- [PROBLEM STATEMENT]: Format the lines from the line with "scan the following" to the line with "[0,622,427,629]" as a two-column CSV with the columns request and answer, one row per request, with each field quoted and its line breaks turned into spaces. Leave the picture out.

════════════════════

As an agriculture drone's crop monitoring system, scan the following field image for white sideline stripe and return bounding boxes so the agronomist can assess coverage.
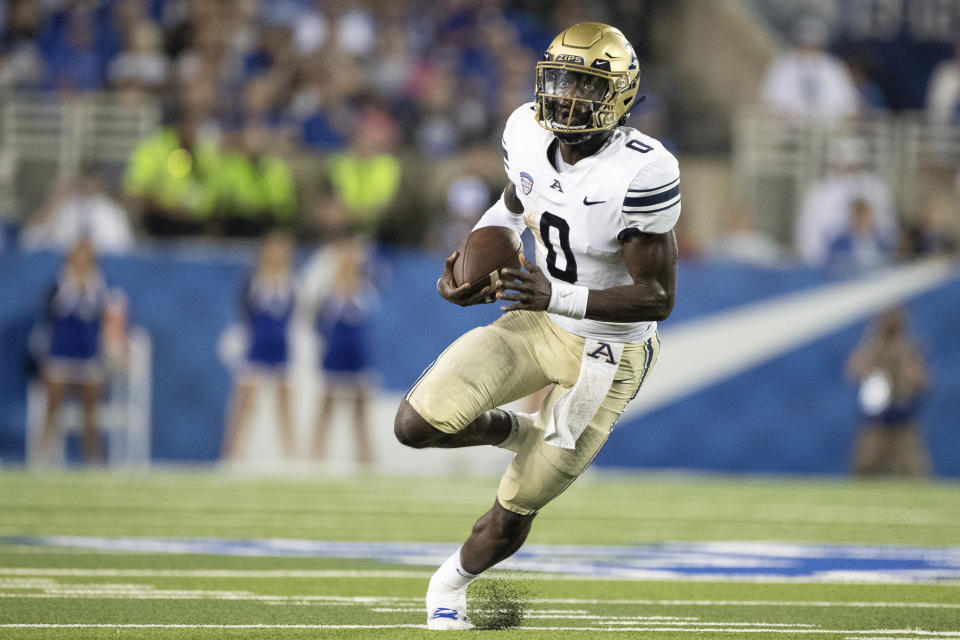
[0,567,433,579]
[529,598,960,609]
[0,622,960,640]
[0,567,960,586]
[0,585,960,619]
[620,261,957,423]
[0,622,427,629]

════════════════════

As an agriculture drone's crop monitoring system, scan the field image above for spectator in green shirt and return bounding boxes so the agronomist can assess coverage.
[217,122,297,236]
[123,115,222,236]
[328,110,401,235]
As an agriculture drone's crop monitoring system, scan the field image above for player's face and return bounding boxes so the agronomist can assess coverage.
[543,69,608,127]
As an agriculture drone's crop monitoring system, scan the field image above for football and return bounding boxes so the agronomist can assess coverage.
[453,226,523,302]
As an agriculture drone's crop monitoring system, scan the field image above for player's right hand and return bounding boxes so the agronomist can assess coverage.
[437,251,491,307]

════════════════════

- [TASK ANSWER]:
request,answer
"As an agriculture drone's crop monitoring system, scan the following field image for white sideline stripe and return bounding boxes so the agronomist can assess coverage.","[0,567,433,579] [529,598,960,609] [0,622,960,640] [0,567,960,586] [0,585,960,619] [620,261,957,423] [0,622,427,629]"